Provided records ▸
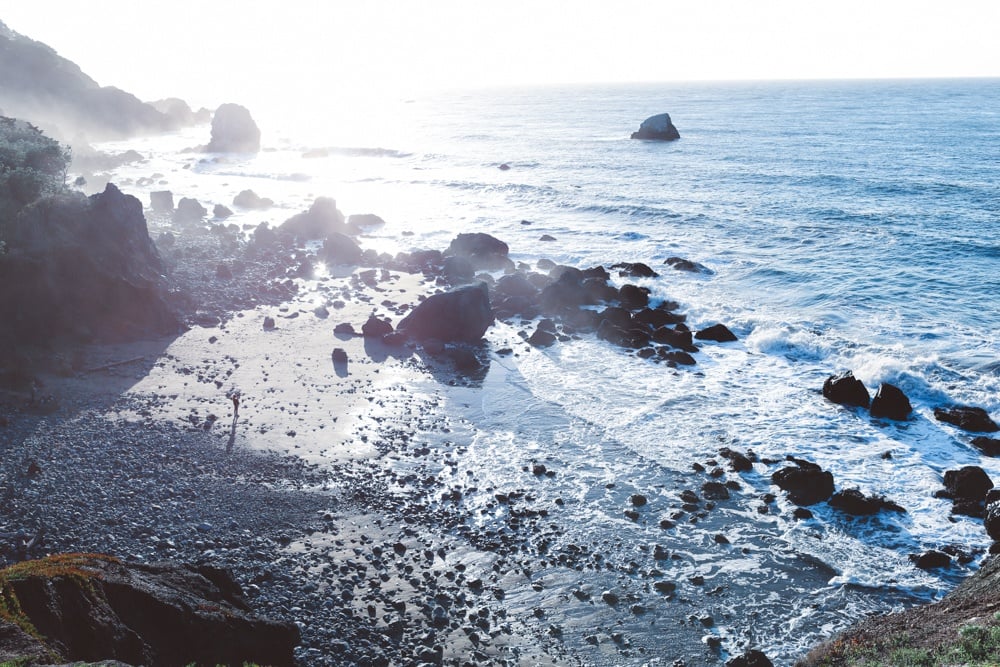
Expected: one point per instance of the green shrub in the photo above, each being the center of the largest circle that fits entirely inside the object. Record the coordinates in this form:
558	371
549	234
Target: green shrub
31	165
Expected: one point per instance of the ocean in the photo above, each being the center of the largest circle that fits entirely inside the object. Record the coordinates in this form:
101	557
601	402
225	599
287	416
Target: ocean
843	225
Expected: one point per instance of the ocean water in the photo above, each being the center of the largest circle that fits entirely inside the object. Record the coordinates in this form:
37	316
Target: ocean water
846	225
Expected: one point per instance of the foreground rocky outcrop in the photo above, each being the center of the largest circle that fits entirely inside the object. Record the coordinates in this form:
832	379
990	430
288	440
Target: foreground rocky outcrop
929	628
94	607
82	268
658	128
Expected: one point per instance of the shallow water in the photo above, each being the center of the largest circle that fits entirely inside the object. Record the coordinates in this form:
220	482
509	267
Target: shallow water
846	225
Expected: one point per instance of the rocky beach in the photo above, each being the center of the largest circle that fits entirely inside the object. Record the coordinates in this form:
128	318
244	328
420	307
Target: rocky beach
493	388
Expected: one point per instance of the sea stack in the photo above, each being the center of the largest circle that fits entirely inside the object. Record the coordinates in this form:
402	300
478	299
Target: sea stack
657	128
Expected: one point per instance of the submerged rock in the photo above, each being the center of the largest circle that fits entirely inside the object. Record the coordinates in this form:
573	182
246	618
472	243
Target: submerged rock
460	315
484	251
967	418
321	220
805	483
854	502
890	402
234	130
658	127
845	389
719	333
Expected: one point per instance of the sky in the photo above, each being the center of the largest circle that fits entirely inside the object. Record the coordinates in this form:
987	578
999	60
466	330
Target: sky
210	51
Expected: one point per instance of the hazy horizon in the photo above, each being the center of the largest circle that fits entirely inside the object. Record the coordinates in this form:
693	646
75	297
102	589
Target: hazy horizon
254	51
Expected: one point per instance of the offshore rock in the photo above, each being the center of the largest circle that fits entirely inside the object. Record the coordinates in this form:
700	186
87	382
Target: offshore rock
484	251
658	127
90	607
856	503
890	402
83	268
719	333
967	418
805	483
234	131
460	315
845	389
321	220
340	249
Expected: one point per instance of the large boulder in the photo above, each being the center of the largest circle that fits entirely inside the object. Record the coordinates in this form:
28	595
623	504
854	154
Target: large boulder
322	219
460	315
234	130
658	127
83	267
890	402
805	483
90	608
967	418
484	251
846	389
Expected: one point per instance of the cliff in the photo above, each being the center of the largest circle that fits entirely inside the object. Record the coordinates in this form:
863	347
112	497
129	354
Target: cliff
39	85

Exercise details ▸ Transcribe the preceding listing in its entirety and with exact wording, leaving out pictures.

Answer to this problem ▸
Expected: one point per instance of the green shrub in the photo above, each being the center of the largest circle that fits entirely inside the object. Record the coordinates in this form:
558	371
549	234
Target: green shrub
31	165
Expected: one point per instance of the ocean in the photo above, each being the center of the largest circle that fits entirely inside the object. Record the coordinates in this form:
101	557
601	402
225	599
287	416
Target: ocean
843	225
Expected: one point per instance of the ocean water in the photo above, each being the center of the largest circle that fits entirely inside the object. Record the coordinates in this form:
37	316
Target: ocean water
846	225
Expected: one point per instance of the foreground rocky outcrop in the photo above, each being the center of the largest circle that fits entirely inside the object. Record the coordinates in this form:
832	379
990	430
288	440
Target: foreground rocky outcrop
929	628
94	607
82	268
658	128
Expected: one point per instance of the shallow water in the photo above, each being the center of the largest circle that fits entirely inside the object. Record the coordinates in this form:
220	482
509	267
Target: shallow water
846	225
Expected: one point per instance of the rocky beach in the photo above, each being the center of the largest circle that fits entirely inside the object. Record the coordinates in this form:
128	318
244	328
420	307
Target: rocky beach
493	388
Expected: one point per instance of the sea stack in the photo above, each being the center of the largest circle that fits entirely inside the object. Record the coordinates in this form:
402	300
478	299
Target: sea stack
657	128
Expected: one point per instance of the submerged rock in the photo above, each being the center of the largest circle that fits entirely inside the object. Record the coordinates in this form:
573	182
246	618
472	243
Target: submerged rock
460	315
484	251
967	418
321	220
805	483
854	502
890	402
234	130
658	127
845	389
719	333
Expected: one point per instance of the sky in the photo above, each being the center of the largest circle that fits entirely inside the object. Record the coordinates in this form:
987	578
999	60
466	330
Target: sky
210	51
Expected: one point per instance of the hazy horizon in the photo above, each being the center of the largest circle that fits entirely inside the object. Record the coordinates in this form:
693	646
75	297
102	589
Target: hazy horizon
254	51
Expected: one point per instance of the offshore rock in the photo above, each being the center of the largest circle that fits entirely inside the object. Record the coordinates in this form:
700	186
87	382
Target: offshore rock
484	251
658	127
90	607
856	503
890	402
83	268
719	333
967	418
805	483
234	131
460	315
845	389
321	220
340	249
Expected: one point per instance of the large boulder in the photo above, each being the center of the largest circle that fits entirely inside the object. Record the coordinates in this form:
28	595
623	504
854	154
Target: large boulder
322	219
460	315
234	130
658	127
83	267
890	402
805	483
90	608
967	418
484	251
846	389
Expected: one point per instance of the cliff in the photo above, each being the center of the largest circle that fits entirely inside the object. Record the coordinates in this form:
863	347
112	497
129	354
Target: cliff
39	85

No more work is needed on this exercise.